TASK DESCRIPTION: Repeat the material below exactly, with no pictures.

** START OF RAW DATA **

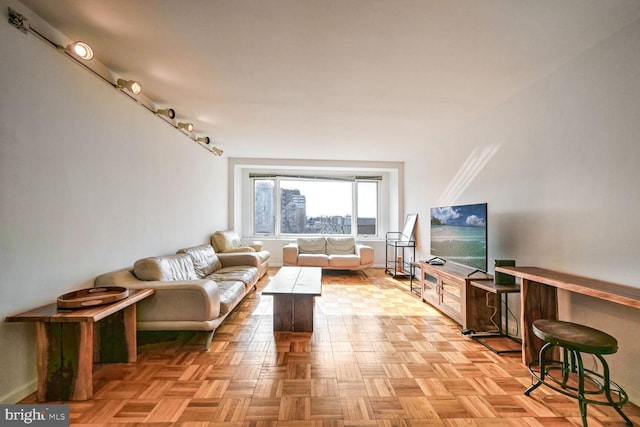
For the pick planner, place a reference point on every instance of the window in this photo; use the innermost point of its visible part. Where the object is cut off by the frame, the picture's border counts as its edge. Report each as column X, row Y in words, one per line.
column 315, row 205
column 282, row 198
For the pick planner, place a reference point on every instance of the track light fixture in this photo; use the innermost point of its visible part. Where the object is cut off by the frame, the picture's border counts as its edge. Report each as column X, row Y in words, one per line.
column 185, row 126
column 169, row 112
column 82, row 50
column 131, row 85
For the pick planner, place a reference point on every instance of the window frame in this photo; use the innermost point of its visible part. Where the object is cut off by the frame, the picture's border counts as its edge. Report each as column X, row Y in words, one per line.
column 278, row 179
column 241, row 192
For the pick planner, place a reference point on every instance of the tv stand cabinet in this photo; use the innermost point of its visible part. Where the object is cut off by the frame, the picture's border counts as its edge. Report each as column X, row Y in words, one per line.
column 448, row 289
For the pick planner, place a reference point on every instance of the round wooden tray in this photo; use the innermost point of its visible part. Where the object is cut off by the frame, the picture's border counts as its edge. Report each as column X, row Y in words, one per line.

** END OF RAW DATA **

ANSWER TO THE EXERCISE:
For the pick planner, place a reference point on every instance of the window in this photo; use the innermost point of its visible part. Where the object is cut off by the frame, the picture's border counts as its edge. Report each as column X, row Y in words, one per line.
column 315, row 205
column 282, row 198
For the pick planner, place a reference point on every instance of the track light fixture in this photo; use the innermost point of its visible part. Where the object is cut off by the frame, the picture's border counts as its edge. Report each as column X, row Y in words, one per line.
column 185, row 126
column 169, row 112
column 82, row 50
column 131, row 85
For the pick planner, place a reference point on every instance of the window frame in this photo; use the innermost point of its visible part. Where the object is cut off by the frame, the picture's border counts as its edge. Report each as column X, row Y in words, one per line.
column 278, row 179
column 241, row 192
For the pick planner, place a reference point on every instance of the tv stand cabinet in this photo; use the innermost point of its visible part. Where the object is cut off by the frame, the picture's border counts as its edge. Report each as column X, row Y in words, one per line.
column 448, row 289
For the pick planner, place a reference point on every instance of the round wooden tray in this photo; use the innermost point of its visible part. Where the object is cut off by the frame, the picture's border counts as its edge. Report each as column X, row Y in words, one per line.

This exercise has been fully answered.